Task inputs
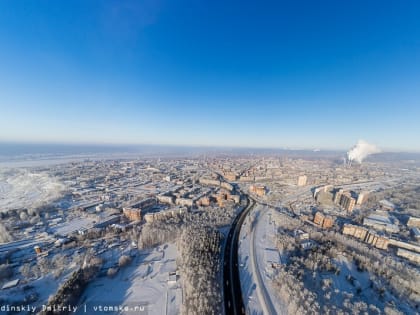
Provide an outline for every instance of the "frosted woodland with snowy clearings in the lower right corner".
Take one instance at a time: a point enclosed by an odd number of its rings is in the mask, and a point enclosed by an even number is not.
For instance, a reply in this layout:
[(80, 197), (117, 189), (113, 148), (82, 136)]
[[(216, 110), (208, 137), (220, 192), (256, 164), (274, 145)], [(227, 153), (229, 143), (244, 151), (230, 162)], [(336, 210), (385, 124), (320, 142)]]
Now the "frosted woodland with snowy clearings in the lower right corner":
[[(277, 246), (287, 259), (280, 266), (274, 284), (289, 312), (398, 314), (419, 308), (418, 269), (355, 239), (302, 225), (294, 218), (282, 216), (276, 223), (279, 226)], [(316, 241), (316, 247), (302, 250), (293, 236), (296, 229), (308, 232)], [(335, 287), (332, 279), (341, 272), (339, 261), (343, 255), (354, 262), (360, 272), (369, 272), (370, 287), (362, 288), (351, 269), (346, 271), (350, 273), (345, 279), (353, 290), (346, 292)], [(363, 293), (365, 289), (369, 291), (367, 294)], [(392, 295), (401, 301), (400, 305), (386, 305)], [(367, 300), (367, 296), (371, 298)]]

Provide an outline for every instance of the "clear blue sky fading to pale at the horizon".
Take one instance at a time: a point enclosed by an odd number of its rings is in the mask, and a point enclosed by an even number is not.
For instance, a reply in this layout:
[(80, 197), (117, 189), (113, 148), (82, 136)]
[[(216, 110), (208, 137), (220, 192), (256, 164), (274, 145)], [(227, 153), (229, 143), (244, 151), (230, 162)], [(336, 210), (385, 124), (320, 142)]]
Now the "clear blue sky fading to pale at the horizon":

Task
Where a line above includes "horizon", copy that line.

Output for this exercise
Provide an outline for every instance of the "clear blue sky fading to pale at the horizon".
Now the "clear blue sky fading to pale at the horizon":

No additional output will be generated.